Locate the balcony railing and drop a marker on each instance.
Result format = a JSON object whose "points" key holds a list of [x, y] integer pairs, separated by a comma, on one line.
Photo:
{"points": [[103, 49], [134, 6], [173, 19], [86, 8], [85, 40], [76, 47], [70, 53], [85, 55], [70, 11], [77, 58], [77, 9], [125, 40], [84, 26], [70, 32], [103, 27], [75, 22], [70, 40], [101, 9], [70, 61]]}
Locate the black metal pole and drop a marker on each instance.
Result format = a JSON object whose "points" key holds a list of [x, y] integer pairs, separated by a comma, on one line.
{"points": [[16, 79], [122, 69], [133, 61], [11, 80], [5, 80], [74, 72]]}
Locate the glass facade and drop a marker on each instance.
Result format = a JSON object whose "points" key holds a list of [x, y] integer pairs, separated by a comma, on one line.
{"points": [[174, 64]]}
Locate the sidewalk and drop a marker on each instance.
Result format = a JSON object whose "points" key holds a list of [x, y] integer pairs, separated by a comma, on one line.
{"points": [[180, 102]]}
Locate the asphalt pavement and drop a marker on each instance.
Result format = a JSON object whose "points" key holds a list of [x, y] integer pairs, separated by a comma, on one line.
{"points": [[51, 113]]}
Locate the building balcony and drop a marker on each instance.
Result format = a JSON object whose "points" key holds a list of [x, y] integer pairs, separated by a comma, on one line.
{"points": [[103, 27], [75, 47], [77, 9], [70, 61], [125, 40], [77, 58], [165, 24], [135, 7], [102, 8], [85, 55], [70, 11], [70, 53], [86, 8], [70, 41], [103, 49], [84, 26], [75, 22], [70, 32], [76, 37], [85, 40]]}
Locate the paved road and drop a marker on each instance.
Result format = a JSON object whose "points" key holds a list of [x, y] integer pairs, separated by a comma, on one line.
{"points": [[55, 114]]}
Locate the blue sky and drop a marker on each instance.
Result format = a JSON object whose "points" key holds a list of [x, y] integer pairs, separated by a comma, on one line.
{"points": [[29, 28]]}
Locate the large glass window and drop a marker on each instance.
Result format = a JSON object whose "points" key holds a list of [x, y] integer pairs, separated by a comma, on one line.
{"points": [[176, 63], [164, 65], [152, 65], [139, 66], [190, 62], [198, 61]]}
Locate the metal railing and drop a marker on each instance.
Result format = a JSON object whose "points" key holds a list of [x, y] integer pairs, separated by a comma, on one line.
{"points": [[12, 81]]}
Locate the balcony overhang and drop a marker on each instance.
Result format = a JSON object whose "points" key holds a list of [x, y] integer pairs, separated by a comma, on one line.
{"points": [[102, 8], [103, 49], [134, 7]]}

### Task goal
Change every "drop a marker" in the rows above to "place a pin", and leave everything else unchanged.

### Exercise solution
Locate the balcony railing and place a pin on each instance.
Result format = a JSON object whose "points" key holds a list of [x, y] integer pairs, separated by a comma, on one line.
Photo:
{"points": [[103, 49], [134, 6], [173, 19], [86, 8], [85, 40], [76, 47], [70, 53], [85, 55], [70, 11], [77, 58], [77, 9], [125, 40], [84, 26], [70, 32], [103, 27], [75, 22], [70, 40], [101, 9], [70, 61]]}
Locate the black metal pole and place a pin on each instance.
Result format = a JSON object whose "points" key holds a list of [x, y] integer pairs, separated by a comma, on one line.
{"points": [[16, 79], [122, 69], [133, 61], [11, 80], [5, 80], [74, 72]]}
Locate the glass facade and place a pin on each instance.
Result format = a JSON object whose "points" key holds a list of [x, y] integer pairs, separated by a comma, on one line.
{"points": [[174, 64]]}
Locate the sidewalk and place a pin on each instance.
Result format = a JSON object whose "points" key holds a list of [x, y] integer pairs, separated by a comma, on one line.
{"points": [[180, 102]]}
Locate the asphalt pavement and place a pin on each instance.
Result format = a JSON object whose "points" key holds a list of [x, y] integer pairs, separated by a comma, on one line.
{"points": [[51, 113]]}
Locate the building balcony and place a pin on each instance.
Result format = a JSON object whose "points" key holds a list of [x, y] integer pairs, separated by a comma, on one line.
{"points": [[103, 27], [75, 47], [77, 9], [70, 61], [125, 40], [77, 58], [165, 24], [135, 7], [102, 8], [85, 55], [70, 11], [70, 53], [86, 8], [70, 41], [103, 49], [84, 26], [75, 22], [70, 32], [76, 37], [85, 40]]}
Locate the paved road and place a pin on each instance.
Result format = a JSON object whose "points" key holds a list of [x, y] integer pairs, separated by a comma, on one line.
{"points": [[55, 114]]}
Locate the blue sky and place a pin on each instance.
Result format = a JSON object whose "points" key holds a list of [x, y] integer pairs, separated by a comma, on one line.
{"points": [[29, 28]]}
Locate the large glass window and place a pin on each instance.
Result format = a JSON object whose "points" key holds a list of [x, y] integer pairs, separated by a comma, on one line.
{"points": [[176, 63], [164, 65], [152, 65], [139, 66], [190, 62], [198, 61]]}
Locate the metal railing and place a pin on each instance.
Result format = a JSON object whose "points" key holds a list of [x, y] integer pairs, separated by a comma, on one line.
{"points": [[12, 81]]}
Locate the balcony overhang and place a pin on each instance.
Result format = a JSON object whose "points" key holds a list of [x, y] integer pairs, separated by a comma, on one line.
{"points": [[102, 8], [103, 49], [134, 7]]}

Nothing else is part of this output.